Stated exercise :: Copy the passage about Victor Jara word for word, from "His audition was" up to and including "at the University of Chile.".

Given passage ::

----

His audition was successful, and he appeared on stage in Carl Orff's musico-dramatic work Carmina Burana , dressed as a monk. By late 1954 he had made friends among the choir's membership, traveled with them to the north of Chile to learn about the folk music of the region—the one from which Jara had originally come. He joined a mime group consisting of Santiago theater students who were all much better off financially than Jara but accepted him as part of the group. One of them, Fernando Bordeu, gave him cast-off clothes and encouraged him to apply to the theater program at the University of Chile.

The sporadically educated Jara did poorly on the reading portion of the audition but impressed the judges with his stage movements, and he was admitted on a scholarship. Appearing in several plays, he gravitated toward those with social themes, such as Russian playwright Maxim Gorky's The Lower Depths , a depiction of the harshness of lower-class life. In the late 1950s Jara met two women who would alter the course of his life. One was an instructor, Joan Turner Bunster, a British-born dancer and dance teacher who was married to a Chilean ballet star. After her marriage broke up, she and Jara slowly moved toward a romantic relationship. They married in 1965 and raised a daughter, Amanda, along with Joan's daughter from her previous marriage, Manuela.

The other major influence on Jara in the late 1950s was Chilean folksinger Violeta Parra, whom he heard and met at Santiago's Café São Paulo in 1957. It was Parra who steered folk music in Chile away from the rote reproduction of rural materials toward modern song composition rooted in traditional forms. Parra tried to incorporate folk music into the everyday life of modern Chileans, establishing musical community centers called peñas. Jara absorbed these lessons and joined a folk group called Cuncumén, with whom he continued his explorations of Chile's traditional music.

Jara maintained his interest in theater, studying stage direction at the university, frequently directing plays in Santiago (with sharper and sharper political content) in the 1960s, and even attending rehearsals of the Royal Shakespeare Company on a trip to Britain. He worked for nine years as a stage director at the Theatre Institute of the University of Chile. But music began to occupy more and more of his energy. He left Cuncumén in 1962 and, inspired by Parra's example, began writing songs of his own. At first his songs were personal and autobiographical, but as he began to perform in the peñas that opened in Chile's cities and university neighborhoods his subject matter became more varied. "As I grew closer to him," Joan Jara wrote, "I realized how profound was Victor's necessity for music and how important his guitar was to him. I could have been jealous of it, because it was almost as though it were another person with whom he conversed…. He always seemed to have two or three songs inside him. As he had said to me in one of his letters, 'Something seems to take root in me and then has to find a way of getting out.'"

----

Data excerpts ::
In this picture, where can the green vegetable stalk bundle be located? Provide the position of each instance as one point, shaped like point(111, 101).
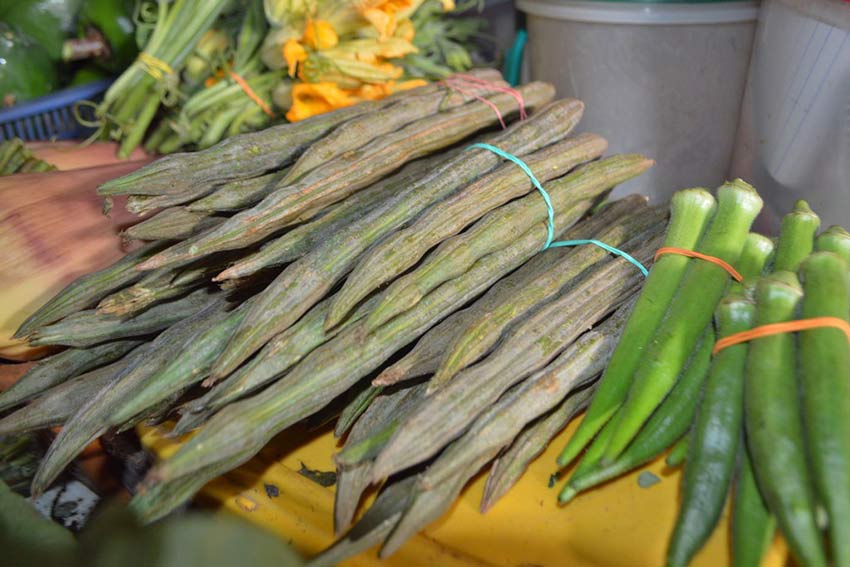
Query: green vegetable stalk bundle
point(339, 262)
point(763, 420)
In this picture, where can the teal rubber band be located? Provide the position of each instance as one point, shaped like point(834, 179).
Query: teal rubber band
point(604, 246)
point(534, 181)
point(551, 211)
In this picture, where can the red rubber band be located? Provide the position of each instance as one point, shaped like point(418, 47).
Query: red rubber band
point(779, 328)
point(251, 94)
point(691, 254)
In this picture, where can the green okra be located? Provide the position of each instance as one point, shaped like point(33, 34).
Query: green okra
point(528, 445)
point(773, 421)
point(834, 239)
point(691, 210)
point(175, 223)
point(825, 391)
point(800, 225)
point(668, 423)
point(752, 524)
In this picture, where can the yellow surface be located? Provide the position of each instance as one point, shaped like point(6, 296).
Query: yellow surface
point(619, 524)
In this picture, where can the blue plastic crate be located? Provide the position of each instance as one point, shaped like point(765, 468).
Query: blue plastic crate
point(51, 117)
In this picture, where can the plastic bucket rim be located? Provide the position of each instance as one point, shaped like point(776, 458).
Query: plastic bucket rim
point(643, 13)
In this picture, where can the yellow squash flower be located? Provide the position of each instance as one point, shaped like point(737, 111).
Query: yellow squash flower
point(319, 34)
point(293, 53)
point(309, 99)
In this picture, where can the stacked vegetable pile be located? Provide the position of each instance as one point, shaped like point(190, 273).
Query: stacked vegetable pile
point(289, 269)
point(768, 419)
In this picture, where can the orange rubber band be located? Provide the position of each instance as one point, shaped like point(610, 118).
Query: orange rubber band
point(251, 94)
point(779, 328)
point(691, 254)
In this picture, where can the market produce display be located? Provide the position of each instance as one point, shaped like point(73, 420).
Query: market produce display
point(440, 272)
point(746, 413)
point(128, 325)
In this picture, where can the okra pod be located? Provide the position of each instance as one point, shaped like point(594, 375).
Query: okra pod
point(689, 312)
point(773, 421)
point(825, 391)
point(690, 212)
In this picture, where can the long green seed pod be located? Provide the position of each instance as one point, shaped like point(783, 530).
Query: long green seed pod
point(774, 423)
point(480, 336)
point(238, 157)
point(175, 223)
point(347, 174)
point(800, 226)
point(512, 464)
point(395, 254)
point(61, 367)
point(362, 130)
point(430, 350)
point(57, 405)
point(330, 370)
point(499, 424)
point(539, 339)
point(834, 239)
point(187, 368)
point(88, 328)
point(310, 235)
point(752, 525)
point(373, 528)
point(714, 438)
point(238, 194)
point(280, 354)
point(95, 416)
point(669, 422)
point(689, 312)
point(302, 284)
point(496, 230)
point(87, 290)
point(690, 212)
point(825, 391)
point(354, 478)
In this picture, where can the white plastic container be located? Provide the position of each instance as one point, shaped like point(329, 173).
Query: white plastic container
point(794, 136)
point(664, 80)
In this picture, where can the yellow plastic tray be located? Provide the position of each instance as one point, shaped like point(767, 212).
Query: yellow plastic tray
point(618, 524)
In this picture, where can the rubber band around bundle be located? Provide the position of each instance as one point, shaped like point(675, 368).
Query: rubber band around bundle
point(550, 226)
point(251, 94)
point(692, 254)
point(780, 328)
point(154, 66)
point(454, 83)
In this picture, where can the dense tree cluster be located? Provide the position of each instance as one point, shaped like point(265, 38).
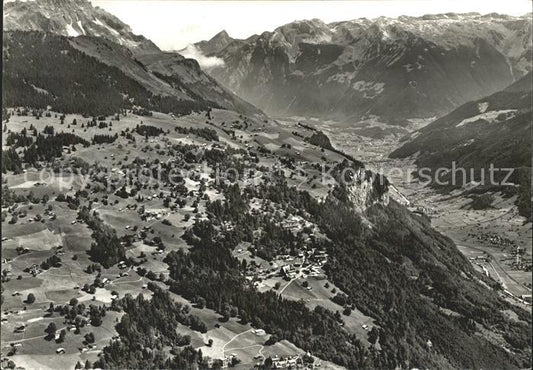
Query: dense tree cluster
point(146, 329)
point(73, 82)
point(106, 248)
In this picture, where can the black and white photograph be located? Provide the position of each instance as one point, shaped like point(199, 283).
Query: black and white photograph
point(266, 184)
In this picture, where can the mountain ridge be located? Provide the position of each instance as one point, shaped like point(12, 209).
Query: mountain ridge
point(386, 67)
point(103, 36)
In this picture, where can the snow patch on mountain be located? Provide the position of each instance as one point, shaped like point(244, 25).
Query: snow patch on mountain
point(344, 77)
point(482, 107)
point(205, 62)
point(71, 31)
point(369, 89)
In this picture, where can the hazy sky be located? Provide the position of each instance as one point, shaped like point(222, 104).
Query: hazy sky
point(172, 25)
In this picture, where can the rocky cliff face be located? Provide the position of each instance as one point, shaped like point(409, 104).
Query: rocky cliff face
point(391, 68)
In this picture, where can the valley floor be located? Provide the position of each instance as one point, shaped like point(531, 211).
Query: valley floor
point(489, 238)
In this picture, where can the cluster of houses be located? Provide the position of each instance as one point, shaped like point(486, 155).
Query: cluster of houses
point(301, 361)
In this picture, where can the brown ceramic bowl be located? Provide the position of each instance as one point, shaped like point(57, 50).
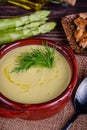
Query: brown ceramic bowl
point(13, 109)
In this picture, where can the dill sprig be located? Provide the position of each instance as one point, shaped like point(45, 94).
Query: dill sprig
point(36, 58)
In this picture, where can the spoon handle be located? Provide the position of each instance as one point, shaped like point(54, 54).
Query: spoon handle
point(70, 121)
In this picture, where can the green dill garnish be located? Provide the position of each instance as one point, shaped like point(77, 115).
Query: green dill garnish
point(36, 58)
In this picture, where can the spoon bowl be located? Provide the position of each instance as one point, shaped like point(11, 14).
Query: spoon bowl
point(80, 103)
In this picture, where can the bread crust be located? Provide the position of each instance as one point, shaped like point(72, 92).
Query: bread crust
point(69, 29)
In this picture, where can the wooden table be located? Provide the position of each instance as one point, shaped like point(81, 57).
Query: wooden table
point(57, 121)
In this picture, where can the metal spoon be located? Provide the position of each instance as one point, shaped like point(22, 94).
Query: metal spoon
point(80, 103)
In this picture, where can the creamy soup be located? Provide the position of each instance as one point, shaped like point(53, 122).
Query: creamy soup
point(36, 85)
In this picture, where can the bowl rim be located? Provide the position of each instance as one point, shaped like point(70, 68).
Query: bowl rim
point(65, 50)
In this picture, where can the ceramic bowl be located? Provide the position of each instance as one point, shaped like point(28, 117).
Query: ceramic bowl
point(13, 109)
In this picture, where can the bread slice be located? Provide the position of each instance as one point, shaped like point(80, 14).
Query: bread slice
point(69, 29)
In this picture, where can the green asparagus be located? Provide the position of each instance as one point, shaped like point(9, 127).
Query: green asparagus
point(19, 21)
point(27, 26)
point(23, 33)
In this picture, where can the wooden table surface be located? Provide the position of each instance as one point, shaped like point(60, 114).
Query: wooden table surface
point(57, 121)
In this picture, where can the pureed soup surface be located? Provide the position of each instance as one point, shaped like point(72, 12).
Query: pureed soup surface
point(36, 85)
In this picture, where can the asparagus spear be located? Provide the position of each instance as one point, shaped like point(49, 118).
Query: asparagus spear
point(15, 35)
point(27, 26)
point(19, 21)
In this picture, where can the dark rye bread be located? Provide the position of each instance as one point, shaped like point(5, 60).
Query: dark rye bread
point(69, 28)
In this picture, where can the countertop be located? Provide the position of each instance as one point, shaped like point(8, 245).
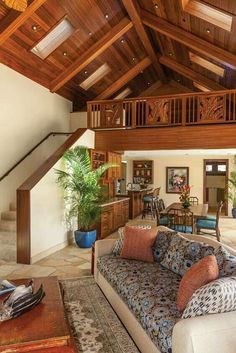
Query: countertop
point(128, 191)
point(114, 200)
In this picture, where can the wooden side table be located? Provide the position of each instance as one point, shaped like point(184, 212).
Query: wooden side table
point(44, 329)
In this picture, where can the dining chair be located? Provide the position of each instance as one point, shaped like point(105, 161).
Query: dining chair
point(181, 220)
point(194, 200)
point(210, 223)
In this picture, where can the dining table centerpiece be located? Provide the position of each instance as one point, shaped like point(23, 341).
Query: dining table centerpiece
point(185, 195)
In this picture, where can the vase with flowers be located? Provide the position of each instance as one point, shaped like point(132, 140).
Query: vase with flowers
point(185, 195)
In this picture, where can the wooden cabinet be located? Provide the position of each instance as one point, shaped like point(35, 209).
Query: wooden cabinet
point(143, 172)
point(98, 158)
point(113, 216)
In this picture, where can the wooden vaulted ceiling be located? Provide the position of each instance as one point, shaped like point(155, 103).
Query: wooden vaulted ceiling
point(145, 43)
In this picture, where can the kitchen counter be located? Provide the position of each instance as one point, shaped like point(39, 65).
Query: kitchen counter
point(135, 200)
point(116, 199)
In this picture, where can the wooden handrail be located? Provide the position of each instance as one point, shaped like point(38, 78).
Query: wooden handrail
point(32, 150)
point(167, 110)
point(49, 163)
point(23, 199)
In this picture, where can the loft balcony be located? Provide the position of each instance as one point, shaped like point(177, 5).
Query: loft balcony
point(164, 111)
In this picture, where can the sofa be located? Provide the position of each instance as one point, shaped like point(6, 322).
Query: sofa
point(214, 333)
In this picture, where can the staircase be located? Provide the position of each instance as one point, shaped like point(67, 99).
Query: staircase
point(8, 234)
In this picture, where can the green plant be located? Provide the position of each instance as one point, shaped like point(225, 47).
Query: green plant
point(81, 187)
point(231, 194)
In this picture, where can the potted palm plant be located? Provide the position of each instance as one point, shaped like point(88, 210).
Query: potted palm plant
point(82, 193)
point(231, 194)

----

Exercise result ::
His audition was successful, and he appeared on stage in Carl Orff's musico-dramatic work Carmina Burana , dressed as a monk. By late 1954 he had made friends among the choir's membership, traveled with them to the north of Chile to learn about the folk music of the region—the one from which Jara had originally come. He joined a mime group consisting of Santiago theater students who were all much better off financially than Jara but accepted him as part of the group. One of them, Fernando Bordeu, gave him cast-off clothes and encouraged him to apply to the theater program at the University of Chile.